**TASK DETAILS**: Retype all the records with nothing changed.
-- Start of RECORDS --
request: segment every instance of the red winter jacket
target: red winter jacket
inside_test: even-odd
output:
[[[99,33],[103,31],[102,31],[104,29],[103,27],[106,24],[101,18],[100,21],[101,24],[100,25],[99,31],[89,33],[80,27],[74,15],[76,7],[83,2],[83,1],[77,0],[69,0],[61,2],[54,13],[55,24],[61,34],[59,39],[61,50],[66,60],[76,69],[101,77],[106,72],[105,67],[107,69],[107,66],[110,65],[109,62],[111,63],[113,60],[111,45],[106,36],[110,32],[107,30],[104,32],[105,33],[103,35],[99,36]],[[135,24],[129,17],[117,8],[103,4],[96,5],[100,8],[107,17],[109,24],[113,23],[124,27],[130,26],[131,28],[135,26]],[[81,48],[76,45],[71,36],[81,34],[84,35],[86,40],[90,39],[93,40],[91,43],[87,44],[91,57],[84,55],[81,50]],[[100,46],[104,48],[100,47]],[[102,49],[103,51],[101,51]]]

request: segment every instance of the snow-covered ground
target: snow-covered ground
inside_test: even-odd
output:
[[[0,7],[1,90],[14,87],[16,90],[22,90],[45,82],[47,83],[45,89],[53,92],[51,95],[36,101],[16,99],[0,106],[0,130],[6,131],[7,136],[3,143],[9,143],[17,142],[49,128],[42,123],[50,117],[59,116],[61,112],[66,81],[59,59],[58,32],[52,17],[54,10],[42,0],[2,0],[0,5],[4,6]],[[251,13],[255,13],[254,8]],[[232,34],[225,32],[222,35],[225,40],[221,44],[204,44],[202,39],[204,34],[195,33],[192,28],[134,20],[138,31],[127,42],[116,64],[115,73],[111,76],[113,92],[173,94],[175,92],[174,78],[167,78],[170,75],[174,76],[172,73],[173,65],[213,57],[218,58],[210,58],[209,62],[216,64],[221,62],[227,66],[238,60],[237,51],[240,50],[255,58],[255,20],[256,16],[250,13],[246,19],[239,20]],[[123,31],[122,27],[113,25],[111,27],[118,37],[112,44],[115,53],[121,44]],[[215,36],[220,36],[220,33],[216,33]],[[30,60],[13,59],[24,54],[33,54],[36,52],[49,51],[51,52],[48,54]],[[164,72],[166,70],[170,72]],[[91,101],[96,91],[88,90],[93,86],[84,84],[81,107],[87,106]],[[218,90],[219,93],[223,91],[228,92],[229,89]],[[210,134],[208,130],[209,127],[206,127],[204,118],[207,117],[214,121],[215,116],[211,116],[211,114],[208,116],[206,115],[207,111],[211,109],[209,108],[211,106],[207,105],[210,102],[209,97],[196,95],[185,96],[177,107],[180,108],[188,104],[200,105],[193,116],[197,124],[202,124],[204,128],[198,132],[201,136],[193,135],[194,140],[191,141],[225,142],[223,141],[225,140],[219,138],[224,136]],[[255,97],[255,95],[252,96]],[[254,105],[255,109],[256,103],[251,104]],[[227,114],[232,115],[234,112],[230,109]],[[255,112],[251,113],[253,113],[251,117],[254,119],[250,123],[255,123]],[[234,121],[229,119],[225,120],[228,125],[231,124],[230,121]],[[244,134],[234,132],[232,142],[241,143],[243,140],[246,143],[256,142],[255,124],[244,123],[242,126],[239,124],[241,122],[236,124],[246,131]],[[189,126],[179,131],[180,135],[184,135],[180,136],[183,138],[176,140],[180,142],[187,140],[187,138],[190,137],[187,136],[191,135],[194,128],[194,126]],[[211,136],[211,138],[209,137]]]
-- End of RECORDS --
**EXERCISE SOLUTION**:
request: segment every instance of the red winter jacket
target: red winter jacket
inside_test: even-odd
output:
[[[99,33],[103,31],[102,31],[104,29],[103,27],[106,24],[101,18],[100,21],[101,24],[100,25],[99,31],[89,33],[80,27],[74,15],[76,7],[83,2],[83,1],[77,0],[69,0],[61,2],[54,13],[55,24],[61,34],[59,39],[61,50],[66,60],[76,69],[101,77],[106,72],[105,67],[107,69],[107,66],[110,65],[109,62],[111,63],[113,60],[111,45],[106,36],[110,32],[107,30],[104,32],[105,33],[103,35],[99,36]],[[135,24],[129,17],[117,8],[103,4],[96,5],[100,8],[107,17],[109,24],[113,23],[124,27],[130,26],[131,28],[135,26]],[[81,48],[76,45],[71,36],[81,34],[84,35],[86,40],[90,39],[93,40],[91,43],[87,44],[91,57],[84,55],[81,50]],[[100,46],[104,48],[100,47]],[[102,49],[103,51],[101,51]]]

request: segment every instance of the snow-covered ground
target: snow-covered ground
inside_test: even-odd
output:
[[[0,7],[1,90],[14,87],[16,90],[22,90],[45,82],[47,83],[45,89],[53,92],[51,95],[36,101],[16,99],[0,106],[0,130],[6,131],[7,136],[3,143],[9,143],[17,142],[49,128],[42,123],[50,117],[59,116],[61,112],[66,81],[59,59],[58,32],[52,17],[54,10],[42,0],[2,0],[0,5],[4,6]],[[251,13],[255,13],[254,8]],[[232,34],[225,32],[222,35],[225,40],[221,44],[204,44],[202,39],[204,34],[195,33],[192,28],[134,20],[138,31],[127,42],[116,64],[115,73],[111,76],[113,92],[173,94],[175,92],[174,78],[167,78],[170,75],[174,76],[172,73],[173,65],[213,57],[218,58],[210,58],[209,62],[216,64],[221,62],[227,66],[238,60],[237,51],[240,50],[255,58],[255,20],[256,16],[250,13],[246,19],[239,20]],[[123,31],[122,27],[113,25],[111,27],[118,37],[112,44],[115,53],[121,44]],[[215,36],[220,36],[220,33],[216,33]],[[30,60],[13,59],[24,54],[33,54],[36,52],[49,51],[51,52],[48,54]],[[164,72],[166,70],[170,72]],[[91,101],[96,91],[88,90],[93,86],[84,84],[81,107],[87,106]],[[218,90],[219,93],[223,91],[228,92],[229,89]],[[210,134],[208,130],[209,127],[206,127],[204,118],[207,117],[214,121],[215,116],[211,116],[211,114],[208,116],[206,115],[207,111],[211,109],[209,108],[211,106],[207,105],[210,102],[209,97],[196,95],[185,96],[177,107],[180,108],[188,104],[200,105],[193,116],[197,124],[202,124],[204,128],[198,132],[201,136],[193,135],[194,140],[191,141],[225,142],[223,141],[225,140],[219,138],[224,136]],[[255,97],[255,95],[252,96]],[[254,105],[255,109],[256,103],[251,104]],[[227,114],[232,115],[234,112],[230,109]],[[255,112],[251,113],[253,113],[251,117],[254,119],[250,123],[255,123]],[[234,121],[229,119],[225,120],[228,125],[231,124],[230,121]],[[244,134],[234,132],[232,142],[241,143],[243,140],[246,143],[256,142],[255,124],[244,123],[242,126],[239,124],[241,122],[236,124],[246,131]],[[189,126],[179,131],[180,135],[184,135],[180,136],[183,138],[176,140],[180,142],[187,140],[187,138],[190,137],[187,136],[191,135],[194,128],[194,126]],[[211,136],[211,138],[209,137]]]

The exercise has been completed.